Return, word for word, the part of the DNS propagation discussion from "The SOA record" to "standard TTL rules.)".

Passage to read.

◇ ◇ ◇

The informational NS record indicates 5 minutes (while the parent zone requires one hour authoritatively).

So, just from the zone data we would expect the update to propagate in less than 15 miutes. But in fact, by glossing over this example, a proper answer can't be less than 75 minutes (900 seconds for the A record and 3600 seconds for the NS delegation).

peterthomassen commented 11 months ago

The SOA record declare the timings until all potentially anycasted servers are returning coherent answers again.

No.

The aforementioned resolver (e.g. a letsencrypt verifier) has cached our old NS reconds and our A record

How do you know that? (I would be surprised if Let's Encrypt's challenge fetching follows standard TTL rules.)

The informational NS record indicates 5 minutes (while the parent zone requires one hour authoritatively).

◇ ◇ ◇

Given information.
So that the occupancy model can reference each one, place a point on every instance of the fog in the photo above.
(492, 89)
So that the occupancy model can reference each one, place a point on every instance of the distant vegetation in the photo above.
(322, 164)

◇ ◇ ◇

The completed task.
The SOA record declare the timings until all potentially anycasted servers are returning coherent answers again.

No.

The aforementioned resolver (e.g. a letsencrypt verifier) has cached our old NS reconds and our A record

How do you know that? (I would be surprised if Let's Encrypt's challenge fetching follows standard TTL rules.)